In The Whale, la pièce di Samuel D. Hunter incontra magistralmente le ossessioni visive di Aronofsky che — a cinque anni di distanza da Madre! — torna a concentrare le forze drammaturgiche nella dimensione domestica, riducendo ancora di più lo spazio di manovra registica e dei soggetti coinvolti. Passato, presente e futuro si scontrano e rimbalzano sulle pareti dell’appartamento attraverso urla, risate, pianti, bugie, confessioni. Ma The Whale è anche un lavoro che arriva sulla coda lunga dell’emergenza pandemica e del lockdown, costringendoci a sovrapporre diversi piani di lettura possibili. Una morsa familiare che rimanda alla comedy of menace di Harold Pinter ma che, nel stringere le proprie spire, cerca disperatamente di trovare modi per ri-connettersi all’altro e tenere una lucina accesa sul davanzale dell’incomunicabilità.

+++++

§ Cosa farai
Puoi riportare parola per parola il passo del brano su The Whale che comincia da "In The Whale, la" e finisce con "sul davanzale dell’incomunicabilità."?

§ Materiale di partenza
+++++

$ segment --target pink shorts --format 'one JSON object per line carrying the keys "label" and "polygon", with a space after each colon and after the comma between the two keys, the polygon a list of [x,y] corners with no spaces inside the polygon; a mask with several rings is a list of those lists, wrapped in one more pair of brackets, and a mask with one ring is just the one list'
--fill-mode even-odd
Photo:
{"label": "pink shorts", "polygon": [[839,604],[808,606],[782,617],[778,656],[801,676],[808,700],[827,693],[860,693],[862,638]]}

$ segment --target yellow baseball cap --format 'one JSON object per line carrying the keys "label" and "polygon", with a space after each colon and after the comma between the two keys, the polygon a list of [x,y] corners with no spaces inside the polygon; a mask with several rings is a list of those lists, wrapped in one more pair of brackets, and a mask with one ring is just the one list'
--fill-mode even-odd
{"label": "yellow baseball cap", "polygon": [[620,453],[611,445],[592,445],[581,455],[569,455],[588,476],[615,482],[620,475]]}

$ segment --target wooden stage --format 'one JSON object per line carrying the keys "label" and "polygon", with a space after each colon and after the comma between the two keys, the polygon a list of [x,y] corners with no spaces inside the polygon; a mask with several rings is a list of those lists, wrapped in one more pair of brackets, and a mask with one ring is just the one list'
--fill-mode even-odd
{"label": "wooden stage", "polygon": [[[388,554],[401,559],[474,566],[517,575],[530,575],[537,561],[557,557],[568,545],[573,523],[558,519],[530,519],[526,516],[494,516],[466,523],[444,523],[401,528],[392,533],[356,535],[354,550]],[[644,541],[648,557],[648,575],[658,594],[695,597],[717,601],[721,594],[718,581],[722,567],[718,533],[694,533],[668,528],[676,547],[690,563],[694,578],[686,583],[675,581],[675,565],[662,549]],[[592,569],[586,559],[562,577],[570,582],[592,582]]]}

+++++

§ Risultato del compito
In The Whale, la pièce di Samuel D. Hunter incontra magistralmente le ossessioni visive di Aronofsky che — a cinque anni di distanza da Madre! — torna a concentrare le forze drammaturgiche nella dimensione domestica, riducendo ancora di più lo spazio di manovra registica e dei soggetti coinvolti. Passato, presente e futuro si scontrano e rimbalzano sulle pareti dell’appartamento attraverso urla, risate, pianti, bugie, confessioni. Ma The Whale è anche un lavoro che arriva sulla coda lunga dell’emergenza pandemica e del lockdown, costringendoci a sovrapporre diversi piani di lettura possibili. Una morsa familiare che rimanda alla comedy of menace di Harold Pinter ma che, nel stringere le proprie spire, cerca disperatamente di trovare modi per ri-connettersi all’altro e tenere una lucina accesa sul davanzale dell’incomunicabilità.